TEXT SEGMENT:
____
We now have a base dataset, which we will want to split out -- this is a common operation, wherein instead of just filtering and "throwing away" datasets based on their characteristics, we want to create new ones for each unique value.

Last week, we did this with agencies, in an ad hoc way. We will do it again this week, but in a formalized way, by adding a split method to our Dataset object. This will iterate over all the unique values in a column and return new Dataset objects for each.


In [31]:
class Dataset:
    def __init__(self, data):
        self.data = data
        
    def convert(self, column, dtype):
        self.data[column] = np.array(self.data[column], dtype=dtype)
        
    def columns(self):
        return self.data.keys()
    
    def filter_eq(self, column, value):
        good = (self.data[column] == value)
        new_data = {}
        for column in self.data:
            new_data[column] = self.data[column][good]
        return Dataset(new_data)
    
    def filter_lt(self, column, value):
        good = (self.data[column] < value)
        new_data = {}
        for column in self.data:
            new_data[column] = self.data[column][good]
        return Dataset(new_data)
    
    def filter_gt(self, column, value):
        good = (self.data[column] > value)
        new_data = {}
        for column in self.data:
            new_data[column] = self.data[column][good]
        return Dataset(new_data)
    
    def filter_ne(self, column, value):
        good = (self.data[column] != value)
        new_data = {}
        for column in self.data:
            new_data[column] = self.data[column][good]
        return Dataset(new_data)
    
    def size(self):
        for key in self.data:
            return self.data[key].size
    
    def stats(self):
        statistics = {}
        for key in self.data:
            if self.data[key].dtype not in ("float", "int"):
                continue
            values = self.data[key]
            statistics[key] = (values.min(), values.max(), values.std(), values.mean())
____
DATA LINES:
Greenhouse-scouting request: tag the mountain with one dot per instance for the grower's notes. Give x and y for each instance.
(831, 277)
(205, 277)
____
WORK TO COMPLETE: Return, verbatim, the portion of the excerpt on splitting datasets starting at "Last week, we" and ending at "self.data[column] = np.array(self.data[column], dtype=dtype)". The material bears no relation to the excerpt on splitting datasets.

RESULT OF THIS EXERCISE:
Last week, we did this with agencies, in an ad hoc way. We will do it again this week, but in a formalized way, by adding a split method to our Dataset object. This will iterate over all the unique values in a column and return new Dataset objects for each.


In [31]:
class Dataset:
    def __init__(self, data):
        self.data = data
        
    def convert(self, column, dtype):
        self.data[column] = np.array(self.data[column], dtype=dtype)